___ DATA SHOWN ___

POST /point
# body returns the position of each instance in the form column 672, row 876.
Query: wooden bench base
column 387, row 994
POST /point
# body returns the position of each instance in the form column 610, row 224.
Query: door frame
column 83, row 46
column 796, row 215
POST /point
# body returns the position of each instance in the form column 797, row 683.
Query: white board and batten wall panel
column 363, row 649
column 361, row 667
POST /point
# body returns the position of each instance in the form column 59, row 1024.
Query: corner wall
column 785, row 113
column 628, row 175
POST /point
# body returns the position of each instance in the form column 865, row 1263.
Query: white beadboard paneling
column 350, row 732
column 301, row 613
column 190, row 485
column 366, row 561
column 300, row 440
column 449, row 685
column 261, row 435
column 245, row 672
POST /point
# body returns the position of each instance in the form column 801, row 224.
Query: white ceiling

___

STATED TASK:
Please copy all of the records above word for word, from the first line through the last.

FULL ANSWER:
POST /point
# body returns the position of each instance in the form column 672, row 876.
Query: wooden bench base
column 387, row 994
POST /point
# body returns the position of each instance in the form column 610, row 224.
Query: door frame
column 83, row 46
column 796, row 215
POST /point
# body returns the position of each instance in the form column 797, row 683.
Query: white board and batten wall panel
column 363, row 649
column 361, row 667
POST /point
# body returns the position of each instance in the form column 59, row 1024.
Query: corner wall
column 785, row 113
column 628, row 175
POST /point
# body returns the position of each instance in the form column 865, row 1263.
Query: white beadboard paneling
column 350, row 732
column 301, row 613
column 190, row 485
column 366, row 561
column 300, row 440
column 449, row 685
column 261, row 435
column 245, row 672
POST /point
# body returns the position of each instance in the form column 801, row 224.
Query: white ceiling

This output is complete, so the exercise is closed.